◆ To do ◆
Count how many lines in the following data hold the word "sign". Your answer is the number and nothing else.

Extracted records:
*****

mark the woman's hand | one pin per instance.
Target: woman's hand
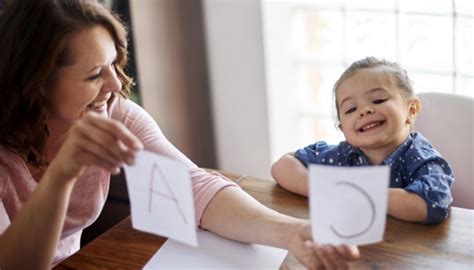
(315, 256)
(95, 141)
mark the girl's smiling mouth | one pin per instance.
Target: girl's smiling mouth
(371, 126)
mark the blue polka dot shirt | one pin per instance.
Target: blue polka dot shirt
(414, 166)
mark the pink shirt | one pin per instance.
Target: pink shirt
(90, 190)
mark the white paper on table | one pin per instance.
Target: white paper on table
(348, 205)
(161, 197)
(215, 252)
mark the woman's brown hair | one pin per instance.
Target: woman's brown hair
(34, 36)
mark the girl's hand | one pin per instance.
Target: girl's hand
(95, 141)
(315, 256)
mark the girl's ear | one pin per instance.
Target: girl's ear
(414, 106)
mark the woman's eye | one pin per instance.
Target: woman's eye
(378, 101)
(350, 110)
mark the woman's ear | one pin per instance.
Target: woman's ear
(414, 106)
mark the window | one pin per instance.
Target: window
(308, 44)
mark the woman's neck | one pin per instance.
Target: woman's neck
(58, 131)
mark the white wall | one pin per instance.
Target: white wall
(237, 71)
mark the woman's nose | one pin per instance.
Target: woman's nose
(113, 83)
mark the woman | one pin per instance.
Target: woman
(66, 126)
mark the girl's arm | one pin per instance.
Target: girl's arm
(406, 205)
(291, 174)
(234, 214)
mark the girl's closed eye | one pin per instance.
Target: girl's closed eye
(379, 100)
(350, 110)
(94, 77)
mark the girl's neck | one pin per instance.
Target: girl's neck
(376, 155)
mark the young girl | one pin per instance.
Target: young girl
(376, 108)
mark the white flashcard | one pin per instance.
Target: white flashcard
(215, 252)
(161, 197)
(348, 205)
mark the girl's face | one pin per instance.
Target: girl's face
(373, 113)
(88, 83)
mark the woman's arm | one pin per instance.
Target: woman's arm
(234, 214)
(291, 174)
(31, 239)
(406, 205)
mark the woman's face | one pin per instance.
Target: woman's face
(89, 81)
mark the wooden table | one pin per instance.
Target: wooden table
(449, 245)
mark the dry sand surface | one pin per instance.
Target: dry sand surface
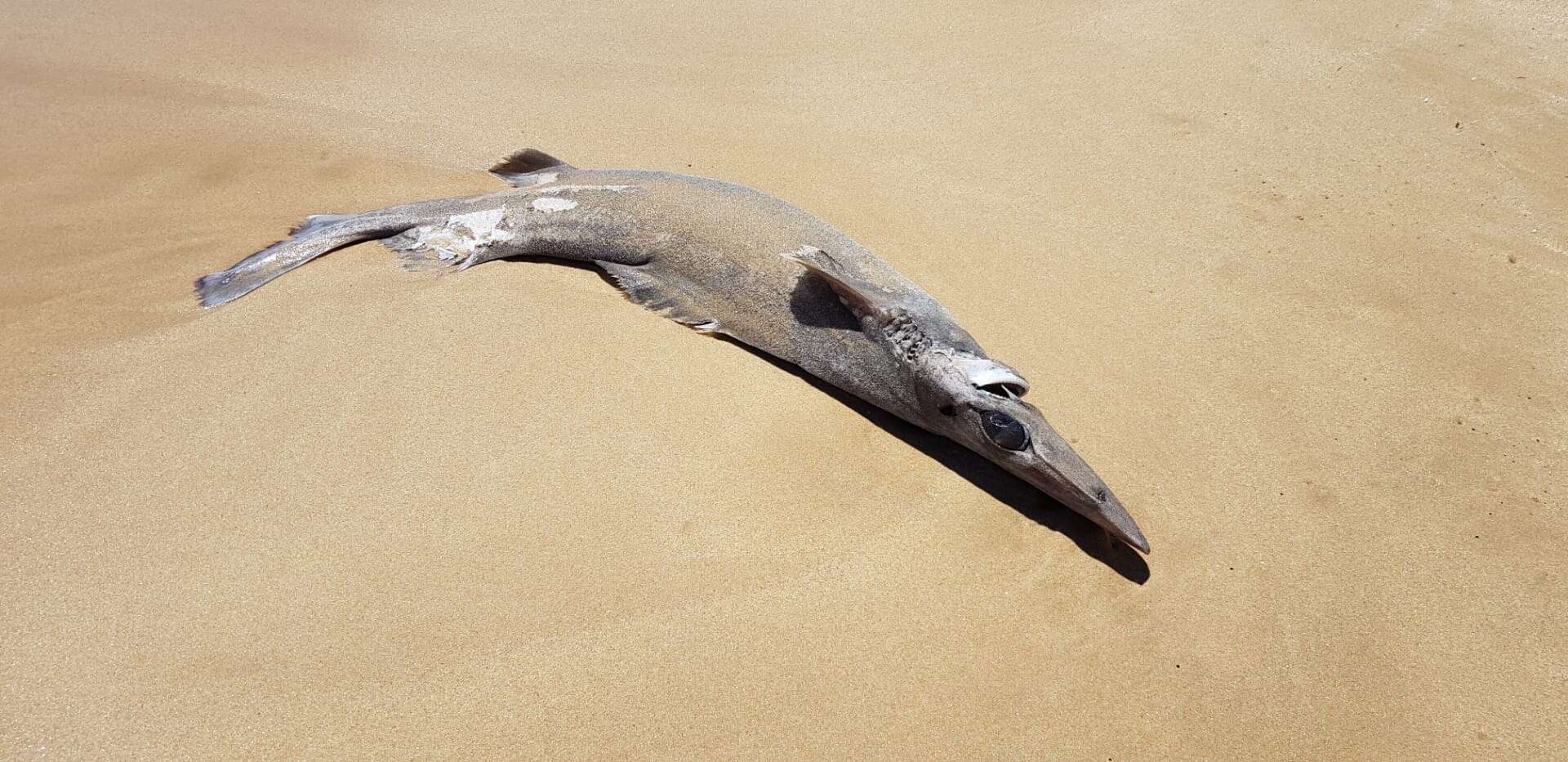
(1290, 274)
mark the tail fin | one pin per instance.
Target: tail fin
(317, 235)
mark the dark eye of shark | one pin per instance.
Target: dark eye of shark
(1004, 430)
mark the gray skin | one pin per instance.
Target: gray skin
(731, 261)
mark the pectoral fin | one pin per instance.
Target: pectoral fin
(860, 296)
(666, 293)
(524, 167)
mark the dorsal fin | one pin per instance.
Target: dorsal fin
(523, 163)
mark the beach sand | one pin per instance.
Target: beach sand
(1290, 274)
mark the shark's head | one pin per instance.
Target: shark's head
(978, 402)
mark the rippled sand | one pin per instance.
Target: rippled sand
(1291, 274)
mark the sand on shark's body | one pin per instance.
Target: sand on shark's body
(1295, 267)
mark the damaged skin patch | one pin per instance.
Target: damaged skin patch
(457, 240)
(552, 204)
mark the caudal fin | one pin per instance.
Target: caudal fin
(317, 235)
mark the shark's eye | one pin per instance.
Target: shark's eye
(1004, 430)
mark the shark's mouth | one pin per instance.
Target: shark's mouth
(993, 377)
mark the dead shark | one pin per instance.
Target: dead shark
(726, 259)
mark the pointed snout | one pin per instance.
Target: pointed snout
(1067, 479)
(1114, 518)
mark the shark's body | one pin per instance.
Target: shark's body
(717, 256)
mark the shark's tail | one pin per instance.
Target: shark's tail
(317, 235)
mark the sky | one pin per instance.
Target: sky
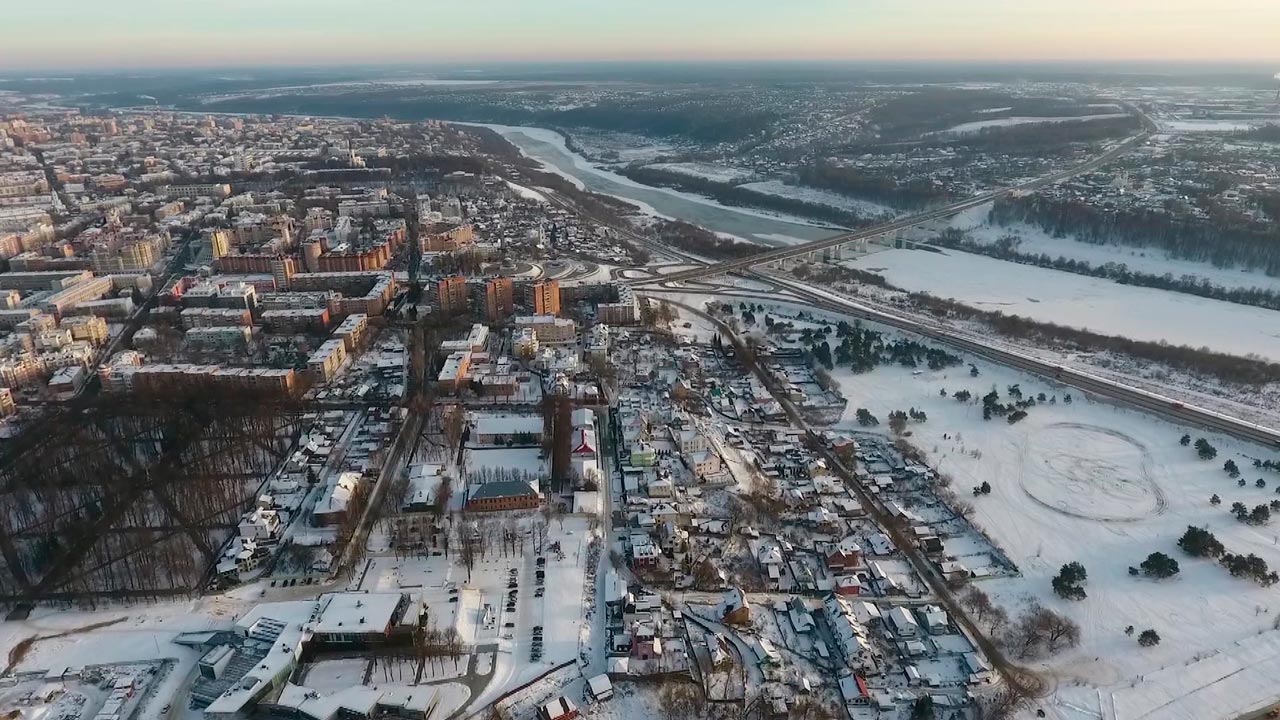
(181, 33)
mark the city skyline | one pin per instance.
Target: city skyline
(147, 33)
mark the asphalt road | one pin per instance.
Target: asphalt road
(901, 223)
(1156, 404)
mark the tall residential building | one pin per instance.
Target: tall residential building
(499, 299)
(452, 295)
(283, 268)
(219, 244)
(547, 297)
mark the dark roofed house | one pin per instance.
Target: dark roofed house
(507, 495)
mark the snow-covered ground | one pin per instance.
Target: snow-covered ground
(1141, 259)
(705, 171)
(963, 128)
(145, 633)
(819, 196)
(551, 150)
(526, 192)
(1106, 486)
(1080, 301)
(1208, 126)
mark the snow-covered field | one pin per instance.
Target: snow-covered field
(1080, 301)
(705, 171)
(1142, 259)
(821, 197)
(1105, 486)
(551, 150)
(1024, 121)
(1207, 126)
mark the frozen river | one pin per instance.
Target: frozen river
(548, 147)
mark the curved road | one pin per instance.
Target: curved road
(908, 222)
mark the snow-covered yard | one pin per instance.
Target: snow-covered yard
(1106, 486)
(1152, 260)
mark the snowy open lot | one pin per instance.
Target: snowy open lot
(1105, 486)
(1142, 259)
(1082, 301)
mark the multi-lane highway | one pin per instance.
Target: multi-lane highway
(1156, 404)
(901, 223)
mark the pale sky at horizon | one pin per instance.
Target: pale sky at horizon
(179, 33)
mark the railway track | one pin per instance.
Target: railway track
(1152, 402)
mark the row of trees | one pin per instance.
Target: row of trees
(1006, 249)
(699, 241)
(739, 196)
(863, 350)
(1225, 237)
(1200, 542)
(1229, 368)
(1033, 633)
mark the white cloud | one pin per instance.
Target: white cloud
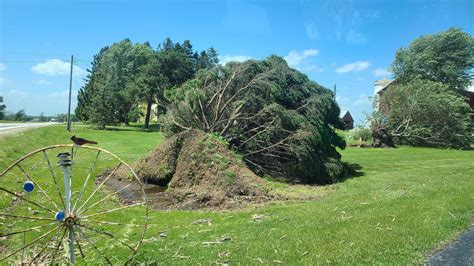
(294, 58)
(353, 67)
(311, 31)
(44, 82)
(17, 93)
(381, 72)
(355, 37)
(62, 95)
(56, 67)
(233, 58)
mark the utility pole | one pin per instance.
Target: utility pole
(70, 91)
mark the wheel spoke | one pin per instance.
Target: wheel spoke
(25, 230)
(23, 198)
(105, 198)
(100, 185)
(39, 187)
(79, 246)
(29, 244)
(45, 246)
(27, 217)
(86, 181)
(54, 178)
(95, 247)
(111, 223)
(58, 246)
(71, 240)
(112, 210)
(109, 235)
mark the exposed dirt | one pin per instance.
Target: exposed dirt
(194, 170)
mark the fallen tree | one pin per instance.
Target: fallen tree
(281, 122)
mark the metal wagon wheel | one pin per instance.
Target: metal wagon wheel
(90, 208)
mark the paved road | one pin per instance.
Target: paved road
(10, 128)
(461, 252)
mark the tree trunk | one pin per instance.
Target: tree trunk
(148, 114)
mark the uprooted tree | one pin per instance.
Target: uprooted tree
(279, 120)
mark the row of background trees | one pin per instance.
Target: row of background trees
(126, 75)
(427, 104)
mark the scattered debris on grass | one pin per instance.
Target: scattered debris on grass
(258, 218)
(203, 221)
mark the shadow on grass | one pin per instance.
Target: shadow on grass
(353, 170)
(135, 127)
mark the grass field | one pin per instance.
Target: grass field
(403, 204)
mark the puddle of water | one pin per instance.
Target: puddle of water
(154, 189)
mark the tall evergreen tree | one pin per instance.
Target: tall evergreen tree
(2, 108)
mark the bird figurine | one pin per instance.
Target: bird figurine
(81, 141)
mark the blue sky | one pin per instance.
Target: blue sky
(348, 43)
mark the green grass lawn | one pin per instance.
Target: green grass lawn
(404, 204)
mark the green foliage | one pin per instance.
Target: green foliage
(361, 133)
(125, 75)
(2, 108)
(20, 115)
(280, 121)
(428, 113)
(446, 57)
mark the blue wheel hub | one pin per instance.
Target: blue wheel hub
(59, 216)
(29, 186)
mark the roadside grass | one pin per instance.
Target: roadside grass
(403, 204)
(8, 121)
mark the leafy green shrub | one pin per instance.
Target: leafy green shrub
(361, 133)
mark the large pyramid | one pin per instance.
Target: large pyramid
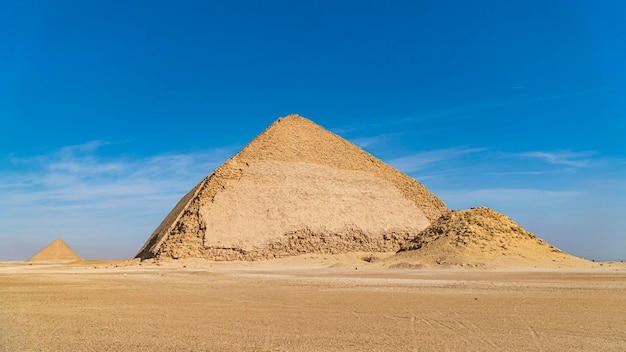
(296, 188)
(57, 251)
(481, 237)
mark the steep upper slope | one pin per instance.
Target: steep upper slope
(296, 188)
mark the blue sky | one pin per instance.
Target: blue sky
(110, 111)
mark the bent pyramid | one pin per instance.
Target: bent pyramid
(296, 188)
(57, 251)
(482, 236)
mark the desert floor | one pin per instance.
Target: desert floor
(298, 306)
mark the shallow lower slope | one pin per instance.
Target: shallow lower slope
(480, 237)
(296, 188)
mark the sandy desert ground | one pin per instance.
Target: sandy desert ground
(311, 303)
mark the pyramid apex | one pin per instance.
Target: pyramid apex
(288, 185)
(56, 251)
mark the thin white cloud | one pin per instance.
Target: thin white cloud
(419, 161)
(75, 192)
(568, 158)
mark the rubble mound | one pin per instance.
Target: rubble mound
(56, 252)
(296, 188)
(480, 237)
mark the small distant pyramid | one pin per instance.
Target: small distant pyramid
(482, 236)
(57, 251)
(296, 188)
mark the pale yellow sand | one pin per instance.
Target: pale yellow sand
(310, 303)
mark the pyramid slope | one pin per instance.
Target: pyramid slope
(481, 237)
(57, 251)
(296, 188)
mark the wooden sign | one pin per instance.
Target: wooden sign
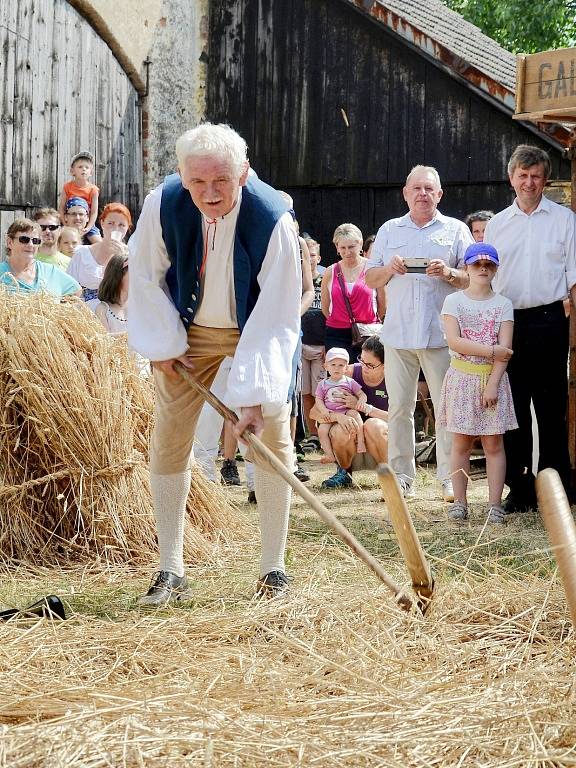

*****

◆ Problem solution ◆
2